◆ What is asked:
Without the pictures, reproduce the records that follow exactly.
++++ Given information ++++
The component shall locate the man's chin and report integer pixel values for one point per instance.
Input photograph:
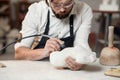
(61, 16)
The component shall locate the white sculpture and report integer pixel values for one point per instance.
(80, 54)
(109, 5)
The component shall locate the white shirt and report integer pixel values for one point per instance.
(36, 19)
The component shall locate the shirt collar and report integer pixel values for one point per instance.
(73, 11)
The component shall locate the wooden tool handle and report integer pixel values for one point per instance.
(110, 36)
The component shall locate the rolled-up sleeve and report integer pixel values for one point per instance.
(29, 27)
(81, 38)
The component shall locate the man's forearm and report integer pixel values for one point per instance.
(29, 54)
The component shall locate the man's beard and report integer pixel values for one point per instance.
(61, 16)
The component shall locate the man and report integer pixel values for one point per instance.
(67, 22)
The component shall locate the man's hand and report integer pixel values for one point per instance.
(52, 44)
(72, 64)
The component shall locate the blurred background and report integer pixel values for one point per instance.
(12, 12)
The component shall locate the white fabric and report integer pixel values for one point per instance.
(36, 19)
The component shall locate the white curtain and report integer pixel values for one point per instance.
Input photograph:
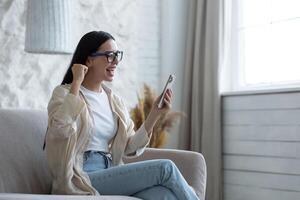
(201, 96)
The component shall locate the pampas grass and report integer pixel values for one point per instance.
(162, 127)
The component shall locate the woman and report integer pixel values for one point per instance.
(90, 131)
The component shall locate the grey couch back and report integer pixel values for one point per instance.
(23, 167)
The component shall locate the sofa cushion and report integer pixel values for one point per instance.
(61, 197)
(23, 166)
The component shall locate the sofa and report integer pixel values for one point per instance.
(24, 172)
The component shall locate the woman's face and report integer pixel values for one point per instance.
(99, 67)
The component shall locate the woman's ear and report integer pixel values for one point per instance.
(89, 62)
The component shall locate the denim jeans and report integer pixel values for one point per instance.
(152, 179)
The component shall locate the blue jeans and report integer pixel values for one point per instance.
(152, 179)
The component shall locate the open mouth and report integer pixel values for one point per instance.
(110, 71)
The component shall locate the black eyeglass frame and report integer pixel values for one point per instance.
(109, 55)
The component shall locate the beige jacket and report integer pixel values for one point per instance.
(70, 126)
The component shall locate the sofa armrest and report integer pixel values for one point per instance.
(191, 164)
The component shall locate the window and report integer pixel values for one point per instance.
(264, 44)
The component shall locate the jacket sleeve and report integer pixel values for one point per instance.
(137, 140)
(63, 111)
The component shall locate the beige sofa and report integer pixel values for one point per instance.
(23, 169)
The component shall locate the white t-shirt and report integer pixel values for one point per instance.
(105, 121)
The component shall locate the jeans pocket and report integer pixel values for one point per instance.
(86, 156)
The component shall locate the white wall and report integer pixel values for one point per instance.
(173, 43)
(27, 80)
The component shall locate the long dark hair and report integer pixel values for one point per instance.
(87, 45)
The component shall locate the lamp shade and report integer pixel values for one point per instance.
(49, 27)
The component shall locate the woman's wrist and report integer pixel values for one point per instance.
(151, 120)
(75, 85)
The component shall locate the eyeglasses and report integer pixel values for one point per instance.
(111, 56)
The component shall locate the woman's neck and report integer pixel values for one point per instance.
(93, 86)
++++
◆ Full solution:
The component shall locate the man's chin and report integer pixel values for one point per instance.
Input photograph:
(61, 16)
The component shall locate the white sculpture and report integer pixel values for one point per instance.
(80, 54)
(109, 5)
The component shall locate the white shirt and report integer pixel values for one point per instance.
(36, 19)
The component shall locate the shirt collar and report integer pixel values for one point per instance.
(73, 11)
The component shall locate the wooden tool handle and report integer pixel values for one point per instance.
(110, 36)
The component shall locate the rolled-up sleeve and report integer pixel values for one point per instance.
(29, 27)
(81, 38)
The component shall locate the man's forearm and report integer pixel values for one point per instance.
(29, 54)
The component shall locate the man's beard and report integer pixel values for one point per instance.
(61, 16)
The component shall locate the man and report integer pixel values for one point per instance.
(67, 22)
The component shall locate the man's hand and report integer pixel values for one point per instance.
(52, 44)
(72, 64)
The component shall locate the blurred background and report integer pixel values for one point per instance.
(12, 12)
The component shall locate the white fabric and report integer pixel values for one point per instance.
(36, 19)
The component shall locate the white curtain and report integer pixel values for one point per instance.
Input photograph:
(201, 96)
The component shall locate the pampas grass and report integer pixel values for one point per instance.
(162, 127)
The component shall locate the woman and report integer pixel values for one point per instance.
(90, 131)
The component shall locate the grey couch back and report integer pixel values for one point per instance.
(23, 167)
The component shall locate the sofa cushion and report integer pixel values for one point per instance.
(61, 197)
(23, 166)
The component shall locate the sofa and report integer pixel values for one point per instance.
(24, 172)
The component shall locate the woman's face and report integer pixel values for one point per instance.
(99, 67)
The component shall locate the woman's ear and report integer pixel values for one point per instance.
(89, 62)
The component shall locate the denim jeans and report integer pixel values for one point per instance.
(152, 179)
The component shall locate the blue jeans and report integer pixel values for one point per instance.
(152, 179)
The component shall locate the open mouth and report integer pixel values for one point per instance.
(110, 71)
The component shall locate the black eyeglass frame and report integer pixel values for one point per instance.
(109, 55)
The component shall locate the beige jacket and report integer pixel values for one point per instance.
(70, 126)
The component shall locate the sofa armrest and report integer pixel values for one point per instance.
(191, 164)
The component shall locate the window and report integer pixel values for one point per instance.
(264, 44)
The component shall locate the jacket sleeve and report integer pixel values for one point per instance.
(137, 140)
(63, 111)
The component shall locate the beige sofa and report integer pixel values for one point per instance.
(23, 169)
The component shall locate the white t-shirt and report integer pixel values for one point per instance.
(105, 121)
The component shall locate the jeans pocket and report integer pixel values for one point per instance.
(86, 156)
The component shall locate the white wall and report integer pixel values for one point per instance.
(173, 43)
(27, 80)
The component shall locate the long dark hair and report integer pixel values for one point per instance.
(87, 45)
The component shall locate the lamp shade and report integer pixel values for one point per instance.
(49, 27)
The component shall locate the woman's wrist and report integer pixel values for one point per instance.
(151, 120)
(75, 85)
The component shall locate the eyeglasses and report integer pixel values for one point per instance.
(111, 56)
The component shall locate the woman's neck and report integer pixel values for one point per instance.
(93, 86)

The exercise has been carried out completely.